:: Record extracts

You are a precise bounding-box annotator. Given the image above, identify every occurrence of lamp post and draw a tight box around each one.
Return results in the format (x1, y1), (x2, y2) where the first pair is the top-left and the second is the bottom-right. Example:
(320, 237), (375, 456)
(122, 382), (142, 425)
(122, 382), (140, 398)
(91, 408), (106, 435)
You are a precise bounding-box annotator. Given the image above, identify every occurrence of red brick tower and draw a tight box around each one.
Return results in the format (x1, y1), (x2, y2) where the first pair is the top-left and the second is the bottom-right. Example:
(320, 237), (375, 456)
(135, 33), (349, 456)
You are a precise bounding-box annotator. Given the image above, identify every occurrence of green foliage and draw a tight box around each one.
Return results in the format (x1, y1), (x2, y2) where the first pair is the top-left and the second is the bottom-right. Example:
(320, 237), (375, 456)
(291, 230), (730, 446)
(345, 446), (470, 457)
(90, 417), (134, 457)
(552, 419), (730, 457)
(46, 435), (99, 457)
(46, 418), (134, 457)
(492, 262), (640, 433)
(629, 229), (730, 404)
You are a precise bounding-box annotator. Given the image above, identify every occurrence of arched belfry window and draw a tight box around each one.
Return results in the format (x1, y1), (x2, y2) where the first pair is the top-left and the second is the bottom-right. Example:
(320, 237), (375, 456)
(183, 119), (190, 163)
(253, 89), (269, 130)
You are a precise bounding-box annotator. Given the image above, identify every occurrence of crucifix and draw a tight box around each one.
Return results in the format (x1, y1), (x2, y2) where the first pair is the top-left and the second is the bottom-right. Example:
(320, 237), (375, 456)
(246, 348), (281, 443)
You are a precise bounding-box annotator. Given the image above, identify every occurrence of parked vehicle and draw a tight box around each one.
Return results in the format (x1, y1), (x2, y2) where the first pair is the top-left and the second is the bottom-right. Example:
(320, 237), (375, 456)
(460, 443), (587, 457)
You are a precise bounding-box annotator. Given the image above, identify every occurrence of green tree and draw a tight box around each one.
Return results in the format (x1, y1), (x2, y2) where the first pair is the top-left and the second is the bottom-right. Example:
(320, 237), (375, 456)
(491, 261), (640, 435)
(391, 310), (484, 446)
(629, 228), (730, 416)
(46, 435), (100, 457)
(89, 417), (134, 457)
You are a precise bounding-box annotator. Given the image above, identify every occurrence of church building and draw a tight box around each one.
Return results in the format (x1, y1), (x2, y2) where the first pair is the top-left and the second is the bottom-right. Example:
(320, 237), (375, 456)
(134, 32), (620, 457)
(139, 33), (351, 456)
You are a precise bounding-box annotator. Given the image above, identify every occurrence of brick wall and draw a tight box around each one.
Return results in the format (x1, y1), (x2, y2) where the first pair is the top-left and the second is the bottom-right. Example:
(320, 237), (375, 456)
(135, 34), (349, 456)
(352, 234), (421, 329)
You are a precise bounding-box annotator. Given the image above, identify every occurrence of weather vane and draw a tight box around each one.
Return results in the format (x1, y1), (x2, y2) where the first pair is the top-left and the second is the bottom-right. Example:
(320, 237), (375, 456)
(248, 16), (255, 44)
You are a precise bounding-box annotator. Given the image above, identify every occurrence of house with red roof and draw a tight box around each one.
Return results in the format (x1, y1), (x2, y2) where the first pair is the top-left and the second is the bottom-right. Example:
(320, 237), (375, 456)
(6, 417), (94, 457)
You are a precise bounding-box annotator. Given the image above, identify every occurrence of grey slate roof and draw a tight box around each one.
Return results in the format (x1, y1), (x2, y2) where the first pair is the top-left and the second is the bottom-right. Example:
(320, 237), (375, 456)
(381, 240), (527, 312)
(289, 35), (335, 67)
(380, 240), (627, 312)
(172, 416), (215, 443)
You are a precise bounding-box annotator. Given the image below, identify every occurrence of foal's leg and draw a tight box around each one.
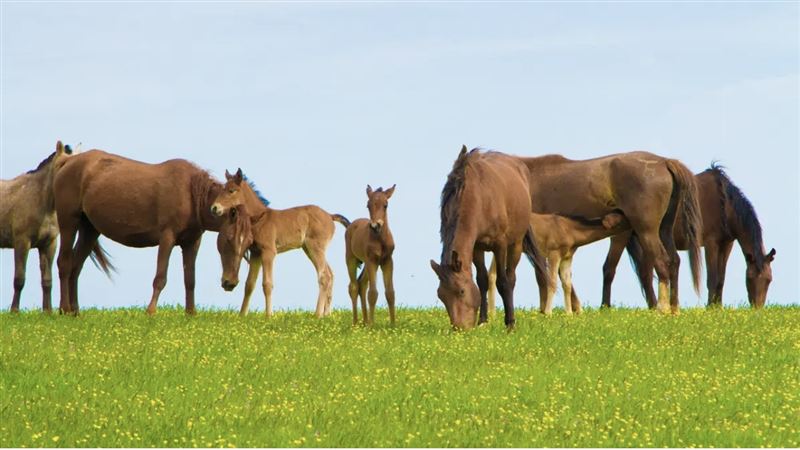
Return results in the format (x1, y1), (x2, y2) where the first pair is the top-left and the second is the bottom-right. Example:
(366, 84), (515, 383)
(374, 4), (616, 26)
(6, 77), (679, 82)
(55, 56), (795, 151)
(381, 256), (395, 325)
(39, 239), (56, 313)
(239, 253), (261, 316)
(181, 234), (203, 315)
(11, 239), (31, 312)
(147, 231), (175, 316)
(601, 231), (631, 308)
(472, 250), (493, 324)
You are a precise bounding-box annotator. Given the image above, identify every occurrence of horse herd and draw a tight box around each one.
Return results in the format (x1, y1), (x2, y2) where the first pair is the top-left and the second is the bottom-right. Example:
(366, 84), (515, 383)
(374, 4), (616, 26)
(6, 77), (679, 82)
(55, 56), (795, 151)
(0, 141), (775, 329)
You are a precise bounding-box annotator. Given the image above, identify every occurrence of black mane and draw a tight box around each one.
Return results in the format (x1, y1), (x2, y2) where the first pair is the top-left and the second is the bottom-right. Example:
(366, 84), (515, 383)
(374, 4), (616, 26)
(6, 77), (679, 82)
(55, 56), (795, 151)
(708, 163), (764, 271)
(439, 148), (479, 264)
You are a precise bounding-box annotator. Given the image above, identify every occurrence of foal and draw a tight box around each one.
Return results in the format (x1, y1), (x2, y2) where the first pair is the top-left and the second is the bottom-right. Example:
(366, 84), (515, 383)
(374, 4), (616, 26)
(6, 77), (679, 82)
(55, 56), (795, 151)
(211, 169), (350, 318)
(344, 185), (396, 325)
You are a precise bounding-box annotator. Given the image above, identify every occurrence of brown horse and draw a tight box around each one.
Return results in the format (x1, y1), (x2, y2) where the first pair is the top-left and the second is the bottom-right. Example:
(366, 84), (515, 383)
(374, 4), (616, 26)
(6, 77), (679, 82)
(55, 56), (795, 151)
(603, 164), (775, 308)
(518, 152), (702, 313)
(344, 185), (396, 325)
(211, 169), (350, 317)
(431, 146), (539, 329)
(0, 141), (104, 312)
(54, 150), (222, 315)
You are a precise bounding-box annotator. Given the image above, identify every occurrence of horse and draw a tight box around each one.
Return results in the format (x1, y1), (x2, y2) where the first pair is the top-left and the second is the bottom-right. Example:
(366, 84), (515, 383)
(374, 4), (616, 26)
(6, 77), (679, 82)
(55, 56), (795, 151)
(54, 149), (222, 315)
(344, 185), (396, 325)
(430, 146), (539, 329)
(0, 141), (108, 312)
(603, 164), (775, 308)
(516, 151), (702, 314)
(211, 169), (350, 318)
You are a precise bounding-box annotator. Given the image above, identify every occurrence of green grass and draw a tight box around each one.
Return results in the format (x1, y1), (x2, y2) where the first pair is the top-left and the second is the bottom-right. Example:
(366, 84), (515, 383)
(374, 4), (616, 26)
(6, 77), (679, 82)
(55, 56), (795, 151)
(0, 307), (800, 447)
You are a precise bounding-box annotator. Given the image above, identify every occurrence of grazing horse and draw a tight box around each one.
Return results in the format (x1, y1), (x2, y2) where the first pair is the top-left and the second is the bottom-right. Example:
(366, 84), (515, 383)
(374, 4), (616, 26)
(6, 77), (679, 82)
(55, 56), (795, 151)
(517, 152), (702, 314)
(431, 146), (539, 329)
(211, 169), (350, 318)
(0, 141), (108, 312)
(54, 150), (222, 315)
(344, 185), (396, 325)
(603, 164), (775, 308)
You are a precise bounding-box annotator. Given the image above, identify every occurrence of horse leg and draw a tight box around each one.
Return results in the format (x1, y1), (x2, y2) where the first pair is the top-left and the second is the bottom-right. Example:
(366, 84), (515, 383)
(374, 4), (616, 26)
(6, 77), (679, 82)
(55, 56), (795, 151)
(69, 221), (100, 314)
(601, 231), (631, 308)
(486, 255), (497, 317)
(56, 218), (78, 314)
(345, 255), (358, 326)
(717, 241), (736, 306)
(261, 250), (278, 317)
(39, 239), (56, 313)
(181, 234), (203, 316)
(381, 256), (395, 325)
(558, 257), (580, 314)
(147, 232), (175, 316)
(239, 253), (261, 316)
(472, 250), (490, 325)
(11, 239), (31, 312)
(364, 261), (378, 325)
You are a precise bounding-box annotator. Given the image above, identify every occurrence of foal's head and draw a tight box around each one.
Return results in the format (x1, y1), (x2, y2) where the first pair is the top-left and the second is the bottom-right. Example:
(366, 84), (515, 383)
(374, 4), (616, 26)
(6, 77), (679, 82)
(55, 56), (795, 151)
(217, 205), (253, 291)
(744, 248), (775, 308)
(367, 184), (397, 232)
(431, 251), (481, 330)
(211, 169), (244, 217)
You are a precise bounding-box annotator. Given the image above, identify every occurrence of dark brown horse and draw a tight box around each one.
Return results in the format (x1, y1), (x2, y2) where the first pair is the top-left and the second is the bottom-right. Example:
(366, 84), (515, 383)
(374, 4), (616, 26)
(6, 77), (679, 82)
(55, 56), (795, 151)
(603, 164), (775, 308)
(518, 152), (702, 313)
(54, 150), (222, 315)
(0, 141), (113, 312)
(431, 146), (539, 329)
(344, 185), (395, 325)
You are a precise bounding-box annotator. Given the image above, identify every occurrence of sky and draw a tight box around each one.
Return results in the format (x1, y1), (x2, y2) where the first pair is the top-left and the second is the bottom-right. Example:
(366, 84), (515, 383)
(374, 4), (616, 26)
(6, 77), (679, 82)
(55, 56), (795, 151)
(0, 1), (800, 314)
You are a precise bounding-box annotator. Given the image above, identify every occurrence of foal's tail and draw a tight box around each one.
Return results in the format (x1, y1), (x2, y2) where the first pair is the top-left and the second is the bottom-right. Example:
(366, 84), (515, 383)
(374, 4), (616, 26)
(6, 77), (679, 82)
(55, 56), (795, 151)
(667, 159), (703, 295)
(89, 240), (117, 278)
(331, 214), (350, 228)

::::

● Direction
Write out the stretch of the material from its start through the line containing "(253, 89), (269, 130)", requests included, and scale every coordinate in the answers by 2.45, rounding to whole numbers with halves rounded up. Leave the numbers in the requests and their format samples as they are.

● Output for this task
You are a precise bounding-box annotator. Given the image above, identify every occurrence of lamp post and draw a tight box around each one.
Return results in the format (x1, y1), (x2, y2) where the first pair is the top-left and the second is the bottom-right. Example:
(320, 237), (375, 456)
(299, 936), (348, 1041)
(299, 936), (343, 975)
(223, 1000), (260, 1066)
You are a precise bounding-box annotator. Given the image above, identify every occurrence of red brick tower and draw a tight box around each one.
Return results in the format (x1, y1), (x2, y2) where the first pair is the top-left and the second is the bottom-right. Example:
(320, 237), (375, 456)
(331, 81), (855, 1117)
You are a precise bounding-box annotator. Given the image above, identify every occurrence of green foliage and draw a tight box around each one.
Return results in the format (x1, y1), (x2, y2) where the first pair is the top-left and the second is the bottom-right. Example:
(320, 237), (375, 456)
(713, 564), (1789, 1093)
(845, 1093), (1152, 1120)
(221, 1022), (328, 1120)
(1352, 1027), (1789, 1120)
(113, 1066), (243, 1120)
(113, 1024), (328, 1120)
(1205, 642), (1568, 1061)
(1541, 561), (1789, 990)
You are a precise bounding-box annotator. Given the image above, identify every occurrence of arched belfry window and draw a tight box around each one.
Return results in the format (x1, y1), (x2, y2) where the first pair is the top-left and the second is the bottom-right. Example:
(320, 237), (375, 456)
(448, 292), (466, 399)
(620, 218), (659, 319)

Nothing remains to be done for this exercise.